Given passage START

US v Memorial Health
The chain agreed to pay almost $10 million to settle claims that it over billed Medicare for items coming from illegal financial relationships with physicians. This was a whistleblower suit by a former CEO. Top
SEIU v California
Several groups filed a complaint against the state for their low Medicaid rates. This was filed not in court where they would certainly lose but with the HHS OCR. They are complaining that the low rates discriminate against latinos and other low income residents. They say this is intentional. They are right. The low rates were to save the state money and it was intentional. The Supreme Court has already ruled this is legal. They want rates raised high enough to ensure the availability of services comparable to Medicare and employer based coverage. Taint going to happen.
Chamorro v Dignity Helath
The woman and her physician are suing after she was denied an elective tubal ligation post partum by the Catholic hospital. The physician agreed to the procedure but was denied the ability to do it by the hospital. Top
Morman v Campbell County Memorial
A female ortho attempted to sue the hospital for discrimination and of course lost. She was not in the same situation as her male counterparts. She was hired for skill and experience and they were hired as part of a sale of their entire practice. Also the hospital and the other defendants were entitled to qualified immunity. Her attorney should have know this.
ECMC v Cleland
The Erie County Medical Center has settled with its former CEO Richard Cleland. They will pay him $1.2 million after removing him for cause. His contract specified that is what he would be owed if he was fired for anything other than cause. The board caved. He maintains he was not fired for cause but resigned for cause. Top
Powell v City of Ocean City
A patient was arrested for DUI. She could not produce a reading on a breathalyzer nor could she produce enough urine for a test. she was taken to the hospital where the personnel in the presence of an officer was catheterized without proper sterilization or dress and she contracted MRSA. The court refused to dismiss the case since it was a fact question whether or not the catheterization was necessary or if it was done in a medically acceptable manner.

Given passage END

Task 1.
Answer these questions from the case summaries:
(a) How much did the chain in US v Memorial Health agree to pay?
(b) With which office did the groups in SEIU v California file their complaint?
(c) What infection did the patient in Powell v City of Ocean City contract?
Task 2.
Retype the stretch of the case summaries from "Chamorro v Dignity" through "have know this.".
Task 3.
Extend the case summaries from the point where they stop.
The records after this point are separate material, unrelated to the case summaries.

Material supplied START

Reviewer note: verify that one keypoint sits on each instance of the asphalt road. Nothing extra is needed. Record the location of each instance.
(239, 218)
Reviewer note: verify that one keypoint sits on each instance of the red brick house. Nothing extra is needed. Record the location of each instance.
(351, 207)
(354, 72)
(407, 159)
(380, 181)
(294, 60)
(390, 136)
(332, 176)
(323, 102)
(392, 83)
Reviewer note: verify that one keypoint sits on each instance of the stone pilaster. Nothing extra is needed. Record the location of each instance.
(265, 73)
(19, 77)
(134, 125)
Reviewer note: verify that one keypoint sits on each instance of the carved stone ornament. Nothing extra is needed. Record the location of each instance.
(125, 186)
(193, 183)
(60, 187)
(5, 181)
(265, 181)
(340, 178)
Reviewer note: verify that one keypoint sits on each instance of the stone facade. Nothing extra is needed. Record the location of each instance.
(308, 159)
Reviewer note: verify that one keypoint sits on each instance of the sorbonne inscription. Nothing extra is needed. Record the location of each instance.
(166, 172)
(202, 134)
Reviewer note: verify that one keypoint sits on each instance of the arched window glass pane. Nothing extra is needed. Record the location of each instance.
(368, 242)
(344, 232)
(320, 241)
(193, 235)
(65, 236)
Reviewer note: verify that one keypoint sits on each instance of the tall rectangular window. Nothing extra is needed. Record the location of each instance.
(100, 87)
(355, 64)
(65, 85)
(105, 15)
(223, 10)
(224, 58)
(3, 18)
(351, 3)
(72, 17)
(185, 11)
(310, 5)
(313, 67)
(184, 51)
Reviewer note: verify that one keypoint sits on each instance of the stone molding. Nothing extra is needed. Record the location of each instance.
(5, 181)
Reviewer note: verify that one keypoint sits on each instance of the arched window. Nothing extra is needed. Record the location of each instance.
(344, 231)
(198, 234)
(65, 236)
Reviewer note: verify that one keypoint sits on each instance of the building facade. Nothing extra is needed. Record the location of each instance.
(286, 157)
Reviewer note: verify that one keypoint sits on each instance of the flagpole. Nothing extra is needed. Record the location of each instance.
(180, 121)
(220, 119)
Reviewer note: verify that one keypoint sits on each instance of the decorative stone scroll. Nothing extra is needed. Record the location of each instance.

Material supplied END

Written answer 1.
(a) Almost $10 million
(b) The HHS OCR
(c) MRSA

Written answer 2.
Chamorro v Dignity Helath
The woman and her physician are suing after she was denied an elective tubal ligation post partum by the Catholic hospital. The physician agreed to the procedure but was denied the ability to do it by the hospital. Top
Morman v Campbell County Memorial
A female ortho attempted to sue the hospital for discrimination and of course lost. She was not in the same situation as her male counterparts. She was hired for skill and experience and they were hired as part of a sale of their entire practice. Also the hospital and the other defendants were entitled to qualified immunity. Her attorney should have know this.

Written answer 3.
Dawson v Liberty Calhoun Hospital
She was taken to the hospital ER with breathing problems. She was treated and deemed stable and released. However, she did not feel she was able to be released and refused to go. The police were called by the hospital where they arrested her for trespassing. She collapsed while walking to the police car and efforts to revive her were unsuccessful.
Crawford v Oregon State Hospital
The estate of Christopher Crawford filed suit against the hospital for causing the death of the patient. They say he died of medications and not the official cause of hypertension. They claim that he had been heavily sedated for three months leading up to the death due to telling police and reporters about a nurse who had sex with another patient. He had been a confined patient for 20 years after committing a home burglary. Top
Patients v Community Mercy Health
The medical records of patients from the organization in Springfield, Ohio, were found in a local recycling enter. The records were supposed to be shredded but of course were not. The amount of patients affected are not known. Top
The past CFO of Curry Health Network has been arrested on vandalism charges. He was apparently seen on tape spray painting the house of the CEO Ginny Razo. Ms. Razo has found out recently that the system is in deep doo doo financially. She has let go 20 employees and Landau was placed on administrative leave. Top
DISCLAIMER: Although this article is updated periodically, it reflects the author's point of view at the time of publication. Nothing in this article constitutes legal advice. Readers should consult with their own legal counsel before acting on any of the information presented.